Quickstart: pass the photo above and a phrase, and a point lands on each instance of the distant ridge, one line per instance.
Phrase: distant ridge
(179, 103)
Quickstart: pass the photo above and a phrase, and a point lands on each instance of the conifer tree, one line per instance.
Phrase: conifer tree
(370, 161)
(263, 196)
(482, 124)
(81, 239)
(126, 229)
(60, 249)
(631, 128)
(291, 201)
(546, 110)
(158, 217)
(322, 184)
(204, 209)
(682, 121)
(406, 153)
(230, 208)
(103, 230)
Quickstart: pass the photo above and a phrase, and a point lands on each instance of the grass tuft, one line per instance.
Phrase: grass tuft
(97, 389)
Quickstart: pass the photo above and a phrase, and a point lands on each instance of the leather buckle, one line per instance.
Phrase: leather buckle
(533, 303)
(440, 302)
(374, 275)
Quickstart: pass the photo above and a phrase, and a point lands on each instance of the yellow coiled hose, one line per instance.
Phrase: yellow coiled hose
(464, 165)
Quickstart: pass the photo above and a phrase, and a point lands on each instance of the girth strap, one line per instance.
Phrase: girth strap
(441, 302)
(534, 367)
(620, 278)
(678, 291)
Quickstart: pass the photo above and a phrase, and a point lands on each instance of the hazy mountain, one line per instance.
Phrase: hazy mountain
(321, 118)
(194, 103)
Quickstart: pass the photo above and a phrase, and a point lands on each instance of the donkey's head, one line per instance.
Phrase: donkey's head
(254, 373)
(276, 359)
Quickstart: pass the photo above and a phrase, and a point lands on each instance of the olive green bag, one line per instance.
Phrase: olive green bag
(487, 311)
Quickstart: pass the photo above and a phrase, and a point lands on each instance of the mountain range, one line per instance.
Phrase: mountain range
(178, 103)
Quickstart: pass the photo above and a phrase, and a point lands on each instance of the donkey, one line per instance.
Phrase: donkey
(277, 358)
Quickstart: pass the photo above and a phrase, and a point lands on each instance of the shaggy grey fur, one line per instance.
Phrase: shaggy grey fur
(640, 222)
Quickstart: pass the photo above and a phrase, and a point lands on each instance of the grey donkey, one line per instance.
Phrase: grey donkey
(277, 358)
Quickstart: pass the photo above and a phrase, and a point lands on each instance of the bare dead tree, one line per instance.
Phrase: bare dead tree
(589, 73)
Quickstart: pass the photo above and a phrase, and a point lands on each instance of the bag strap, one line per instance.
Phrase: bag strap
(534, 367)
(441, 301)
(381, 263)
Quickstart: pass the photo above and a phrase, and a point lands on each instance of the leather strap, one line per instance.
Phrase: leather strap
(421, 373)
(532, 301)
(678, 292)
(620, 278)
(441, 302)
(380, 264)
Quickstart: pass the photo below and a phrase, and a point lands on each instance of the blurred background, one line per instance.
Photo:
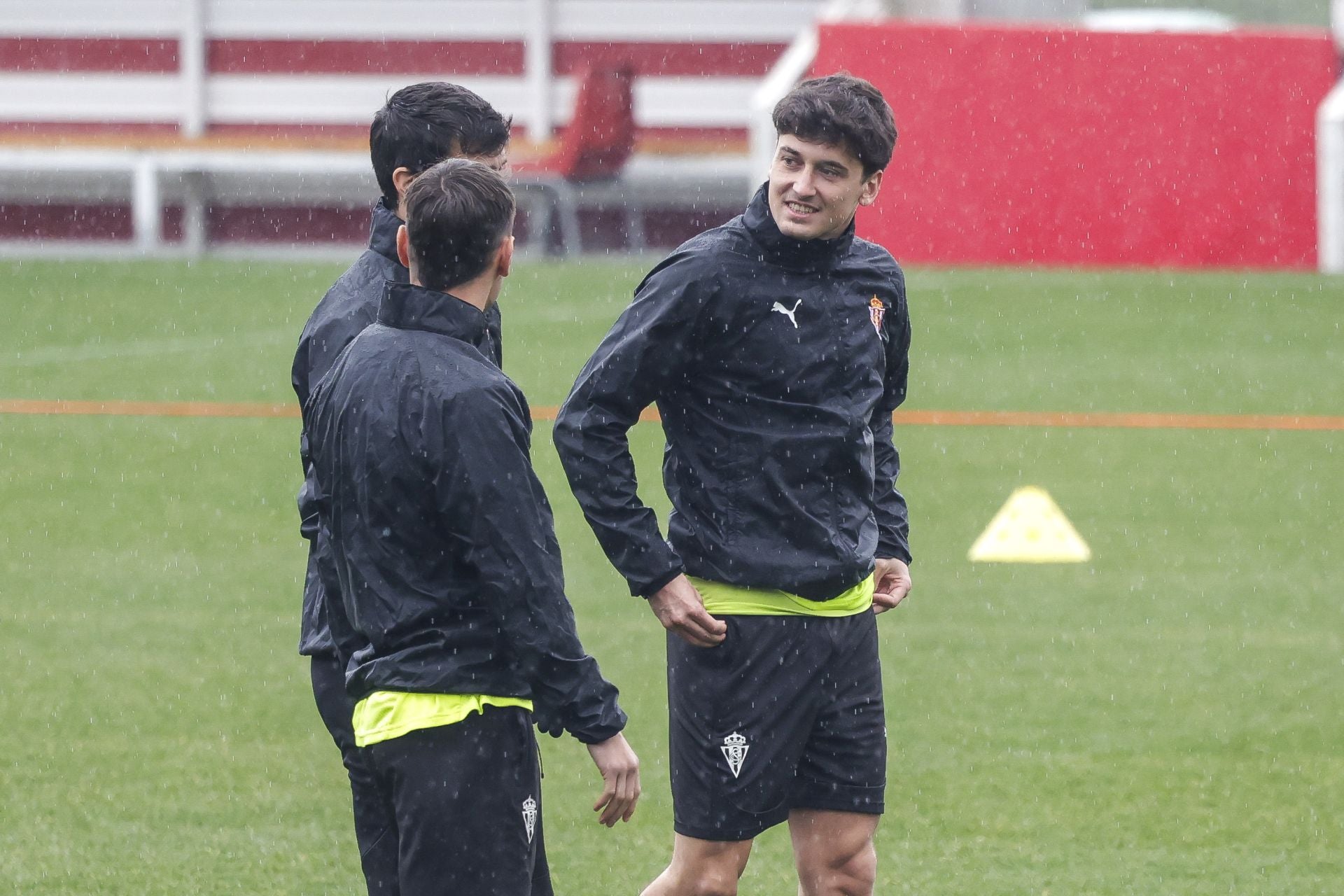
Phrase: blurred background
(1121, 226)
(185, 127)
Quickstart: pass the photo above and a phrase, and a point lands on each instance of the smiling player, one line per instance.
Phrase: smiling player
(776, 348)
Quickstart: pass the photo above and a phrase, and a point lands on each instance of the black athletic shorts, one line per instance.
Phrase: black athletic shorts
(785, 713)
(468, 804)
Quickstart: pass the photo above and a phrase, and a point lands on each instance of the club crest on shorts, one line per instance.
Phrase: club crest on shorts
(736, 750)
(530, 817)
(876, 312)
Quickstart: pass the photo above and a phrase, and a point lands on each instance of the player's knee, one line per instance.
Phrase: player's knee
(710, 879)
(850, 874)
(713, 881)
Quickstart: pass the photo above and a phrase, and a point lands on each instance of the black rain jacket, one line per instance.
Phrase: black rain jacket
(441, 542)
(776, 365)
(347, 308)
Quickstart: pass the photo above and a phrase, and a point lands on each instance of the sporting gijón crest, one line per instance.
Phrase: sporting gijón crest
(876, 312)
(736, 750)
(530, 817)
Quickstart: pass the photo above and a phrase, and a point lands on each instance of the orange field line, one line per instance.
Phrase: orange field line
(909, 418)
(148, 409)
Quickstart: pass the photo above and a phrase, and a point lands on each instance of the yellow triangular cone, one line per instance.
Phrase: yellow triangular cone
(1030, 528)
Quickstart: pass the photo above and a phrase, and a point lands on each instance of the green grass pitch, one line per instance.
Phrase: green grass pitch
(1164, 719)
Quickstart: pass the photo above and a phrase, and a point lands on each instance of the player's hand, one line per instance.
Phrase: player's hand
(680, 609)
(620, 770)
(891, 583)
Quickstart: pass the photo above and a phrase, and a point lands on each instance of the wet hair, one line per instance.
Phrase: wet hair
(426, 122)
(840, 111)
(457, 214)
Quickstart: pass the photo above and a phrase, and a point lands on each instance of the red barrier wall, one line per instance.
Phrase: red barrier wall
(1082, 148)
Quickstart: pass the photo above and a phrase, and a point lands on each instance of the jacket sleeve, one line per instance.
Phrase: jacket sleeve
(889, 504)
(644, 356)
(299, 379)
(491, 498)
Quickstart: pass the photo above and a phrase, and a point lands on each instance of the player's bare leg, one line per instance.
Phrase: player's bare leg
(702, 868)
(834, 852)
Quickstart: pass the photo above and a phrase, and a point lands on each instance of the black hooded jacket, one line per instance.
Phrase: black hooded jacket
(441, 542)
(347, 308)
(776, 365)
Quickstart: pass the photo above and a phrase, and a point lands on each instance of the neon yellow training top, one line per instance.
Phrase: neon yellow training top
(391, 713)
(736, 601)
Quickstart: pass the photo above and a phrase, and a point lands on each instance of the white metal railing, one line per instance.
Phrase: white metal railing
(195, 93)
(1329, 166)
(787, 73)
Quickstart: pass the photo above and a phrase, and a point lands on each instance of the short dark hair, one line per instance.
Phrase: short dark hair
(457, 214)
(840, 111)
(428, 122)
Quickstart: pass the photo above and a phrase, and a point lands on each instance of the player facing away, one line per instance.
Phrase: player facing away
(420, 125)
(776, 348)
(444, 554)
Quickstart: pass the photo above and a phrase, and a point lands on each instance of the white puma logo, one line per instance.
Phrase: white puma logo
(788, 312)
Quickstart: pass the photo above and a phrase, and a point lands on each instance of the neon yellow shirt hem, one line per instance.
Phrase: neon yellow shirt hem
(391, 713)
(736, 601)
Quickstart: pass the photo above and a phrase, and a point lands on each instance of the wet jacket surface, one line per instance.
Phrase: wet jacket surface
(776, 365)
(441, 540)
(347, 308)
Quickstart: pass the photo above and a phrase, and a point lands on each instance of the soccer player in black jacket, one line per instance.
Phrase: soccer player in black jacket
(420, 125)
(776, 348)
(444, 554)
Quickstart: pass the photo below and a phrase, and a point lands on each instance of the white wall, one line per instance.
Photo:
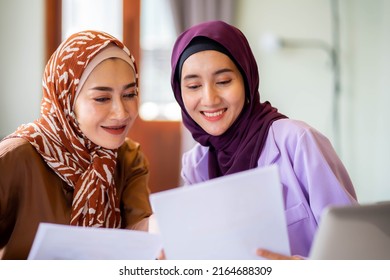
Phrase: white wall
(21, 56)
(299, 82)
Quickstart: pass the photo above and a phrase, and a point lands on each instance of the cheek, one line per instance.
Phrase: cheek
(188, 102)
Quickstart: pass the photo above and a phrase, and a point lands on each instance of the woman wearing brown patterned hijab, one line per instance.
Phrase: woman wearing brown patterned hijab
(74, 165)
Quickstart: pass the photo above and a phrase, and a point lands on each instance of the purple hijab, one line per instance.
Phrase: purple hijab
(239, 148)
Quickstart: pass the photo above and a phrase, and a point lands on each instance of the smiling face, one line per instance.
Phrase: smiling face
(213, 90)
(107, 104)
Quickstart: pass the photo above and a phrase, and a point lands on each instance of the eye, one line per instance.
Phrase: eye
(193, 86)
(130, 95)
(224, 82)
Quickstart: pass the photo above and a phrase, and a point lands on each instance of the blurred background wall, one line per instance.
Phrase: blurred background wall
(298, 80)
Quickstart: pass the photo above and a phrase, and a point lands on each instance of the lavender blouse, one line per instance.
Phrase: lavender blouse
(312, 175)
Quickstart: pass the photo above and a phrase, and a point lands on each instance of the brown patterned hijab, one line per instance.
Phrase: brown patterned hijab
(87, 168)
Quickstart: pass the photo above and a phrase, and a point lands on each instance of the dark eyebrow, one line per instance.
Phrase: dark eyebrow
(102, 88)
(133, 84)
(220, 71)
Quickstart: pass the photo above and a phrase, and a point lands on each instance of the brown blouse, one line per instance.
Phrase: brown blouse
(30, 193)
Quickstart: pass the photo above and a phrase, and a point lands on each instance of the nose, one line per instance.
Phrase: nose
(210, 96)
(119, 110)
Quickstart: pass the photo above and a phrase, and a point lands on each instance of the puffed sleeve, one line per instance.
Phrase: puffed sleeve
(132, 179)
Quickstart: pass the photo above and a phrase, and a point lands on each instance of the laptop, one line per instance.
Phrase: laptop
(224, 218)
(360, 232)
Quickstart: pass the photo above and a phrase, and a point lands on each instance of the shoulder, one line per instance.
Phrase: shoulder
(130, 153)
(195, 155)
(293, 132)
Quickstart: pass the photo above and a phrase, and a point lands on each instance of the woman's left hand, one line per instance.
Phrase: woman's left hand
(275, 256)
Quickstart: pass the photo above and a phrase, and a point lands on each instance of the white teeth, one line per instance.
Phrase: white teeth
(214, 114)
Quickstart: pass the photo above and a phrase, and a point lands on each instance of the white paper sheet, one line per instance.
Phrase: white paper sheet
(224, 218)
(64, 242)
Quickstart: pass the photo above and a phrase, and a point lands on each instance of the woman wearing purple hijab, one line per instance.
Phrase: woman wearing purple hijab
(215, 81)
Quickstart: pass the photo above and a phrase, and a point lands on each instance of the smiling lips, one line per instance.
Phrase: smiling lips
(213, 116)
(116, 130)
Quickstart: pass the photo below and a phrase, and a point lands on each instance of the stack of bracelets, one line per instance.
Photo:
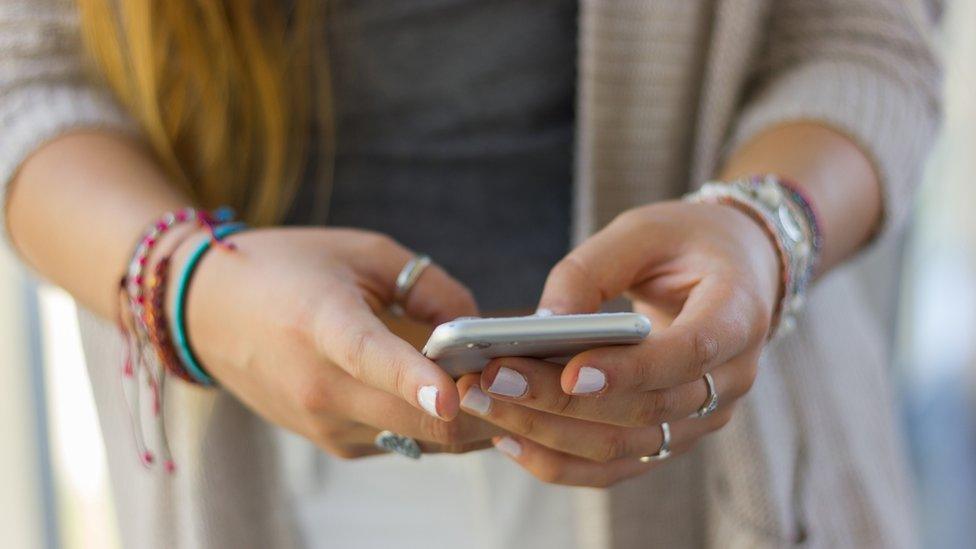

Exercise> Copy out every line from the one containing "teeth, one line per instance." through the end of the entries, requests included, but multiply each coordinate in the answers by 0.75 and round it to a whole number, with halves rounded up. Omit the pictures, and give only those lines.

Exercise solution>
Quickstart: pass the photo above and a phrase, and a point lands on each instance of the white teeth, one line per instance.
Phrase: white teeth
(161, 86)
Quickstart: pass the photo above and a phrase, and a point lands on each instance of the white paper sheet, one line per instance.
Phrase: white paper sheet
(168, 164)
(48, 182)
Quickstart: pass the photo above and a phrase, and a point lands on each instance of the woman wearing purple hijab, one line per instance.
Phrase: woman wearing purple hijab
(161, 61)
Quickstart: pass the photo above and a phrase, and a point lands on each instance of the smiling lips, one line per instance.
Phrase: smiling lips
(160, 87)
(87, 98)
Quickstart: pass the photo below and a phrase, and a point lands on each instance of the stack of bracelets, one line per instance.
Photo:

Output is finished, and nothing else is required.